## WRITTEN TASK 1
In the game recap, how many pitches did Phil Bickford throw in relief?

## EXTRACTED TEXT
┄┄┄┄┄┄┄┄┄┄
Max Muncy provided some early muscle with home runs in his first two at-bats, and Phil Bickford provided three gutsy innings of relief, throwing a career-high 48 pitches and limiting the Twins to one run and one hit to help the Dodgers win extend their winning streak to six and notch their 14th victory in 16 games.
A Dodgers bullpen that had a National League-best 2.15 ERA since April 27 blew a three-run lead in the eighth inning and a one-run lead in the ninth, but Bickford, the last reliever manager Dave Roberts wanted to use, salvaged the night by escaping a bases-loaded, no-outs jam in the 10th and adding a scoreless 11th and 12th.
“That’s as good of an outing from him as you’ll ever see,” Roberts said. “I think he was more just realizing that he was the last man standing, and it was his game. He wasn’t going to look for any exits. I think he could have kept going if we asked him.”
With the score tied 8-8, the Twins intentionally walked Freddie Freeman with one out and an automatic runner on in the bottom of the 12th. Minnesota right-hander Jorge Lopez struck out Will Smith for the second out, with Chris Taylor and Freeman pulling off a double steal.
Muncy was walked intentionally to load the bases. Thompson, who entered as a pinch-runner in the 10th and was picked off first base, worked the count full before taking a 96-mph fastball that was up and in for ball four.
“Yeah, that was unacceptable,” Thompson, whose last hit came on April 17, said of the pickoff. “You try not to carry anything into the box. Mistakes happen. You just have to flush it and move on and wait for the next moment to help the team.”
Bickford’s night did not start out very well. With an automatic runner on second base to start the 10th, he walked Kyle Farmer to put two on. Willi Castro dropped a bunt in front of the mound that Bickford fielded cleanly, but the right-hander looked too long toward the runner going to third and threw late to first, the single loading the bases with no outs.
┄┄┄┄┄┄┄┄┄┄
Detection examples
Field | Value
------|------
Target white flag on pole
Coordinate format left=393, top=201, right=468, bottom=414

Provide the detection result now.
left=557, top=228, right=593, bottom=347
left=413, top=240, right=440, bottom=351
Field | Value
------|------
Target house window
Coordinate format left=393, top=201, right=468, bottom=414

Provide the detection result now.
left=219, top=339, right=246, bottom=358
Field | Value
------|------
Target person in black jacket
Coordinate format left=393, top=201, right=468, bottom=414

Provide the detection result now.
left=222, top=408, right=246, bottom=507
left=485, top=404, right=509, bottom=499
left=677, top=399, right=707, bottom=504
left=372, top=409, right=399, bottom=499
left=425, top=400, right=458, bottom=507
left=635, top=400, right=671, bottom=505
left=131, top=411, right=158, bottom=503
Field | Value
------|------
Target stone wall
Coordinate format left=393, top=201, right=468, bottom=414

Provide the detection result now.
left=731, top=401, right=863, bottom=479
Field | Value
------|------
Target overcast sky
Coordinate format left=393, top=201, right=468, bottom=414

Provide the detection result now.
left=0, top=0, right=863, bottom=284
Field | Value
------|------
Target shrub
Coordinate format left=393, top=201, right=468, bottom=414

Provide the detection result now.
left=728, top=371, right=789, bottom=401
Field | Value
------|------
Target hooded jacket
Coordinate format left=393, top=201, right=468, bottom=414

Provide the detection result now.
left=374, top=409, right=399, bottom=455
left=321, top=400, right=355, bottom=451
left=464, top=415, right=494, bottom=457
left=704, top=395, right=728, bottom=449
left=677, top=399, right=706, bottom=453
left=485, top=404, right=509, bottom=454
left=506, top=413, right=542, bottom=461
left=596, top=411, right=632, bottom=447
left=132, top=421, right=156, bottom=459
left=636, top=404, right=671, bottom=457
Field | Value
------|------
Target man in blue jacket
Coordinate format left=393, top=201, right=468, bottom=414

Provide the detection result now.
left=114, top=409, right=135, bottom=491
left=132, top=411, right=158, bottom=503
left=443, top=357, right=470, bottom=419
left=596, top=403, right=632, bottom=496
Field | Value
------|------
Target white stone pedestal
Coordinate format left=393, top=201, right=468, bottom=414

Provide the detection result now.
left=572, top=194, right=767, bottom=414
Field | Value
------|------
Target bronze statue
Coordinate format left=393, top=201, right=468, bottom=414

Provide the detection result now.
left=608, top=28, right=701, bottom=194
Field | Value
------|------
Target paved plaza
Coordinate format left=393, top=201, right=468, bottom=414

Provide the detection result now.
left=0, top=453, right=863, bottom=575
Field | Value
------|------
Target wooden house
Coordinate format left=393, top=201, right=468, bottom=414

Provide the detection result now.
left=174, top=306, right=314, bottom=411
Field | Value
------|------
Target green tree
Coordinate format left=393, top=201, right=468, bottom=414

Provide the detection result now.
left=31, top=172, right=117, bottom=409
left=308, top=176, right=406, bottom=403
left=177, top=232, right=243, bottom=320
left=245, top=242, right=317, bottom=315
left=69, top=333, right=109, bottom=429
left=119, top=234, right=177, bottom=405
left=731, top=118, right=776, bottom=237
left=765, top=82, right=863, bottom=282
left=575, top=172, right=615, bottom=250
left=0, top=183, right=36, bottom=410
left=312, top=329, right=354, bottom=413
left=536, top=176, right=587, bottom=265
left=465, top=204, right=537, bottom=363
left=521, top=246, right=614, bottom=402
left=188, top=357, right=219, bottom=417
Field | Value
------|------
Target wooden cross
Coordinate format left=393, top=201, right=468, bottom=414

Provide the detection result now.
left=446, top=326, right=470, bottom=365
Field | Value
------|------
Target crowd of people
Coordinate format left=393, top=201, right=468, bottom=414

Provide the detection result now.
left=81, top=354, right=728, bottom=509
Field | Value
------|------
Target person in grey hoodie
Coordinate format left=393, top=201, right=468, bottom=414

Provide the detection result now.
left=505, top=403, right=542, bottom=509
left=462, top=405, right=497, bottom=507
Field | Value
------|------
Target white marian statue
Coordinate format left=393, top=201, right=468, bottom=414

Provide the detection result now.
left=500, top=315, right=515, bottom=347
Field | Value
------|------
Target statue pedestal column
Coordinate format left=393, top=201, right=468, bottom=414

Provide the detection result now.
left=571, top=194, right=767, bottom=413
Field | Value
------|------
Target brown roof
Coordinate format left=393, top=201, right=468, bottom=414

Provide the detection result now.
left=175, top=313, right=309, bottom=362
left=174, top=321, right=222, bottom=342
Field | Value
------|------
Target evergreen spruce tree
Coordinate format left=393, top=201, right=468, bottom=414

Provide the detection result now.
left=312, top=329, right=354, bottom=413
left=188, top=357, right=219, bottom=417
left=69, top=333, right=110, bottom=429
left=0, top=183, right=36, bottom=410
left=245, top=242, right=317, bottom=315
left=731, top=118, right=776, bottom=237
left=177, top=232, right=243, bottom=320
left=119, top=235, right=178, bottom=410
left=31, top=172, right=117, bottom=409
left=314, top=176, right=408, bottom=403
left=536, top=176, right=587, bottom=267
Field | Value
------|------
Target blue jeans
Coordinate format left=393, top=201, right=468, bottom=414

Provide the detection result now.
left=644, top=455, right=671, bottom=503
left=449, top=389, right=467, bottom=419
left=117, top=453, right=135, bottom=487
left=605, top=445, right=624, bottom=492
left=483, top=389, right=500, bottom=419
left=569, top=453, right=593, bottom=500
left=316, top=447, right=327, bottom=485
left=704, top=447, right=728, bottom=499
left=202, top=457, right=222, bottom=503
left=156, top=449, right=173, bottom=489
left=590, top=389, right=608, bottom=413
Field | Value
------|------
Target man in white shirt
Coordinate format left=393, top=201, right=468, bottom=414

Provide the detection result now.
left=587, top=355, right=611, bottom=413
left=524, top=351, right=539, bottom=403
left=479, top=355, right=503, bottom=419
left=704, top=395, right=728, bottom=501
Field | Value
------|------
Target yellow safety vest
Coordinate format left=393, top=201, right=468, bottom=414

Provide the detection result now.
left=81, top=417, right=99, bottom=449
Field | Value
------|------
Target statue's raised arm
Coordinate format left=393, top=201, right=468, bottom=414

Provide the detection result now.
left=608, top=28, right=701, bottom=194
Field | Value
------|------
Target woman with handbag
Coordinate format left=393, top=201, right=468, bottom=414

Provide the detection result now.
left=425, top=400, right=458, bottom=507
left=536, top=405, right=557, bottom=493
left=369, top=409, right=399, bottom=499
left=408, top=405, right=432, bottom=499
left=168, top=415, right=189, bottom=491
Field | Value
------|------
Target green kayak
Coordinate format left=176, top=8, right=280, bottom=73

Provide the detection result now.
┄┄┄┄┄┄┄┄┄┄
## WRITTEN TASK 2
Extract every line of the rows above that contains the word "stone".

## TASK OUTPUT 1
Bickford threw 48 pitches, a career high.

## TASK OUTPUT 2
Target stone wall
Target white stone pedestal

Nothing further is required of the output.